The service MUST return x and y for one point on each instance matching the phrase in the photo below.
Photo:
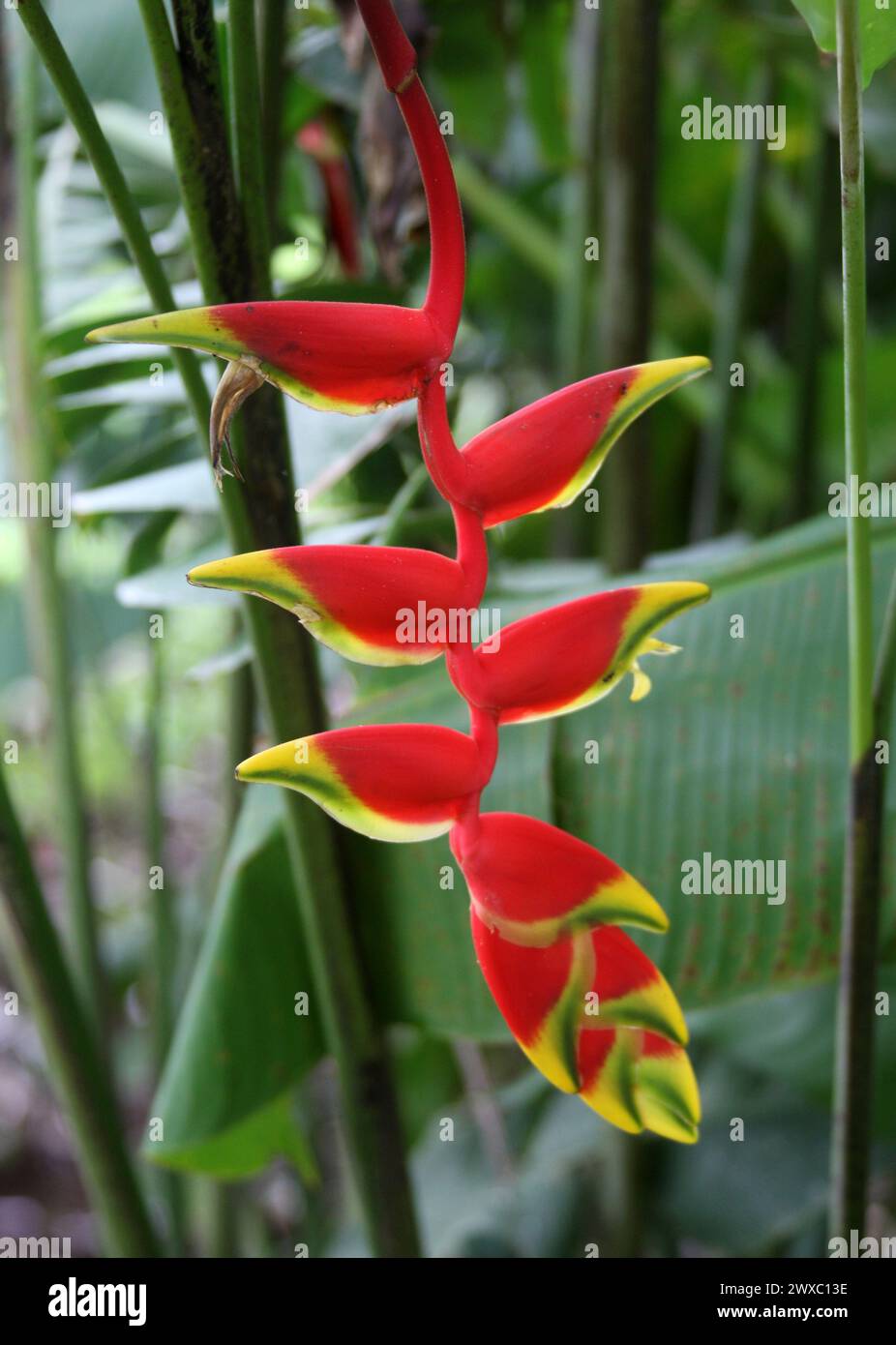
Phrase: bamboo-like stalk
(272, 44)
(249, 149)
(854, 1068)
(76, 1069)
(164, 924)
(807, 326)
(258, 517)
(630, 65)
(579, 276)
(35, 444)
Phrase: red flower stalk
(338, 357)
(588, 1007)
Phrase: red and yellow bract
(589, 1009)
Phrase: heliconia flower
(536, 883)
(599, 1020)
(320, 140)
(368, 603)
(544, 455)
(335, 357)
(574, 654)
(399, 782)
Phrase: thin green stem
(261, 516)
(851, 169)
(273, 45)
(35, 445)
(854, 1066)
(579, 275)
(630, 65)
(730, 321)
(249, 149)
(78, 1072)
(164, 926)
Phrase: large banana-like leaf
(739, 751)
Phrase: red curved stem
(399, 64)
(443, 458)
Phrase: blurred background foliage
(739, 749)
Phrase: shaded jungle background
(567, 130)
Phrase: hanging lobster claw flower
(572, 655)
(373, 604)
(599, 1020)
(536, 883)
(399, 782)
(544, 455)
(335, 357)
(640, 1080)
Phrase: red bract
(534, 883)
(347, 358)
(571, 655)
(373, 604)
(596, 1018)
(403, 782)
(338, 357)
(544, 455)
(588, 1007)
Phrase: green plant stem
(630, 61)
(75, 100)
(164, 926)
(249, 148)
(730, 323)
(35, 447)
(261, 516)
(78, 1072)
(807, 328)
(854, 1066)
(273, 45)
(579, 276)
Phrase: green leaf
(240, 1045)
(878, 30)
(737, 751)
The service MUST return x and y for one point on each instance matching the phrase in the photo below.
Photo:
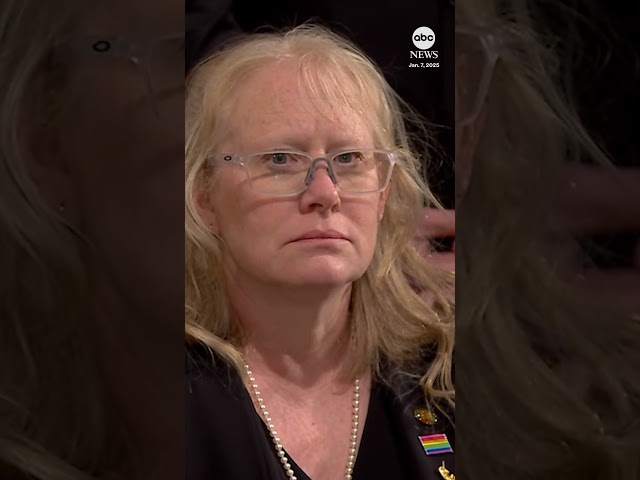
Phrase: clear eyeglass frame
(138, 52)
(242, 160)
(490, 45)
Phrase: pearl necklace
(276, 440)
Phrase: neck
(301, 335)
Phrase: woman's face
(270, 111)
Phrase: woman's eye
(347, 157)
(279, 158)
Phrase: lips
(322, 234)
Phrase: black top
(227, 439)
(380, 454)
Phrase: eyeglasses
(477, 52)
(288, 173)
(159, 61)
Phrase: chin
(324, 275)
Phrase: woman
(302, 194)
(550, 389)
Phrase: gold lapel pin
(425, 416)
(446, 474)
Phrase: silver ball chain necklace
(355, 419)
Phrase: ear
(383, 201)
(204, 203)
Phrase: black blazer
(226, 439)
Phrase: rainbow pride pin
(435, 444)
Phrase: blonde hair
(519, 325)
(53, 421)
(389, 320)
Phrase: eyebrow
(301, 143)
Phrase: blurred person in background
(548, 375)
(91, 122)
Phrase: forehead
(275, 105)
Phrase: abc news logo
(423, 38)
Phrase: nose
(321, 190)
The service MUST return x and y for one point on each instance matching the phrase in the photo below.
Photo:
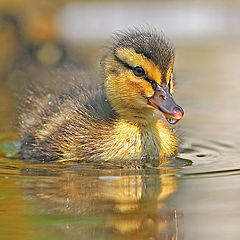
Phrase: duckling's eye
(139, 71)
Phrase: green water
(194, 197)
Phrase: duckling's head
(139, 75)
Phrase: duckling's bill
(163, 101)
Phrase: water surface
(196, 196)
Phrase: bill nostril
(178, 111)
(163, 97)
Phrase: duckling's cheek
(146, 89)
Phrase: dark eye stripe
(153, 83)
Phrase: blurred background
(41, 41)
(63, 36)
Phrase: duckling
(118, 121)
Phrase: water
(196, 196)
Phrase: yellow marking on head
(169, 75)
(133, 59)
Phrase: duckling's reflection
(131, 204)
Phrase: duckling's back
(73, 125)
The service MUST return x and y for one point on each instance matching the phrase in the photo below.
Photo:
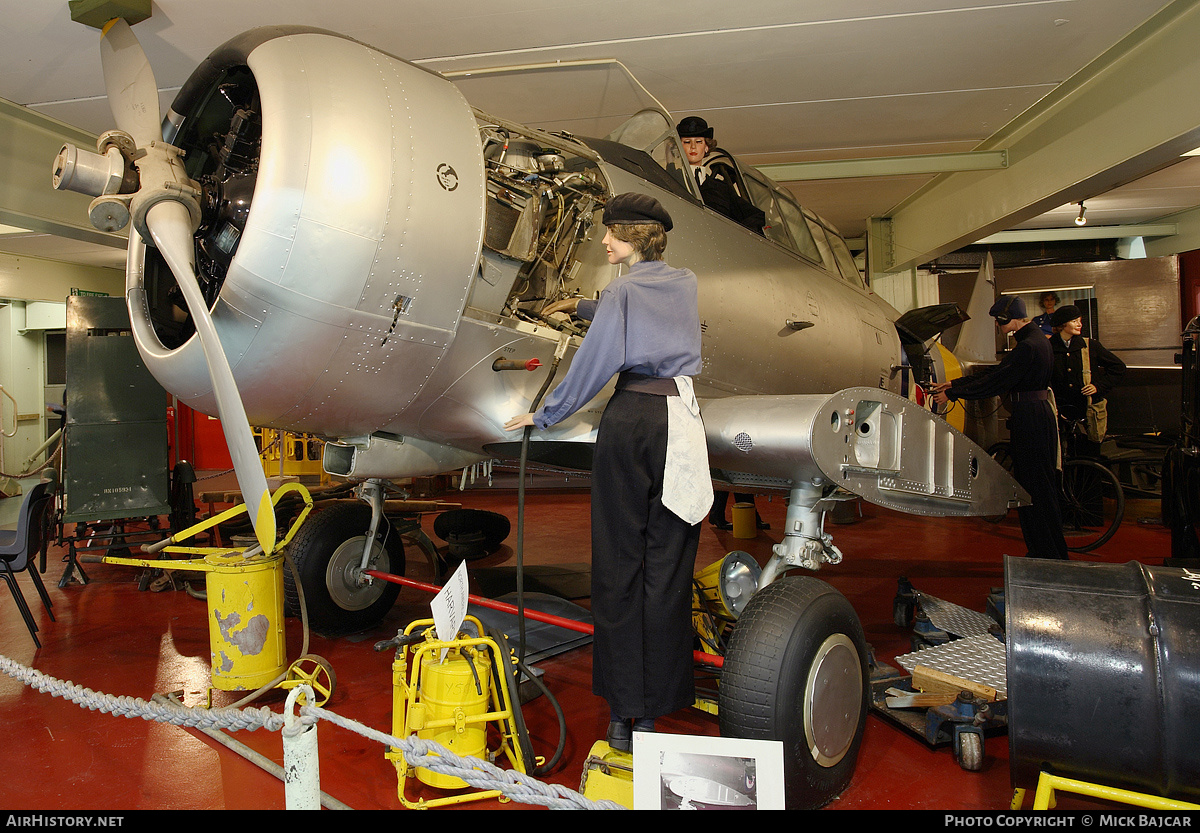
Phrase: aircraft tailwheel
(328, 552)
(796, 671)
(313, 671)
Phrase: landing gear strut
(329, 552)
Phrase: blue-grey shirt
(646, 321)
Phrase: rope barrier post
(301, 763)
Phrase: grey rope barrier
(419, 751)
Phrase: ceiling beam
(28, 201)
(1080, 233)
(887, 166)
(1128, 113)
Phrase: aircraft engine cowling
(342, 221)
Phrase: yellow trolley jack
(448, 691)
(245, 595)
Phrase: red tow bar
(547, 618)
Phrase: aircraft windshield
(651, 131)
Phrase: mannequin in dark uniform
(1025, 376)
(1071, 391)
(1049, 300)
(646, 509)
(717, 175)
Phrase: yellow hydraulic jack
(450, 699)
(245, 595)
(609, 775)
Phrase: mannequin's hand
(519, 423)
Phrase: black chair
(19, 546)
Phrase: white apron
(687, 483)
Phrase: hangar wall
(33, 301)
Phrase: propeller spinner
(165, 210)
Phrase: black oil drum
(1104, 675)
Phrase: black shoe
(619, 736)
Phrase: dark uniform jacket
(719, 189)
(1068, 373)
(1025, 369)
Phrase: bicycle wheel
(1092, 504)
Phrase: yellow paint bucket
(745, 520)
(245, 619)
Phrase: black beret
(1065, 313)
(635, 208)
(694, 127)
(1007, 306)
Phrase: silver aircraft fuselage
(359, 288)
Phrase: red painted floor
(115, 639)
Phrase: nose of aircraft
(352, 265)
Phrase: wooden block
(930, 679)
(912, 700)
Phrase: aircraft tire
(325, 552)
(796, 671)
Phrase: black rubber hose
(521, 471)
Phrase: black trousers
(1035, 442)
(642, 562)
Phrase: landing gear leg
(804, 544)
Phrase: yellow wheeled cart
(245, 595)
(448, 691)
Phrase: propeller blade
(171, 227)
(129, 78)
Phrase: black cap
(636, 208)
(1007, 306)
(694, 127)
(1065, 313)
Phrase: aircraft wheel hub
(347, 586)
(831, 700)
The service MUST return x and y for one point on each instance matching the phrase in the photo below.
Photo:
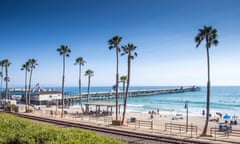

§

**YOUR INSTRUCTIONS:** Gather every line of the records that contains the string "flower", matching upper and lower case exactly.

**RESPONSE:**
Phrase: red flower stalk
Phrase: heliconia flower
Phrase: hanging lobster claw flower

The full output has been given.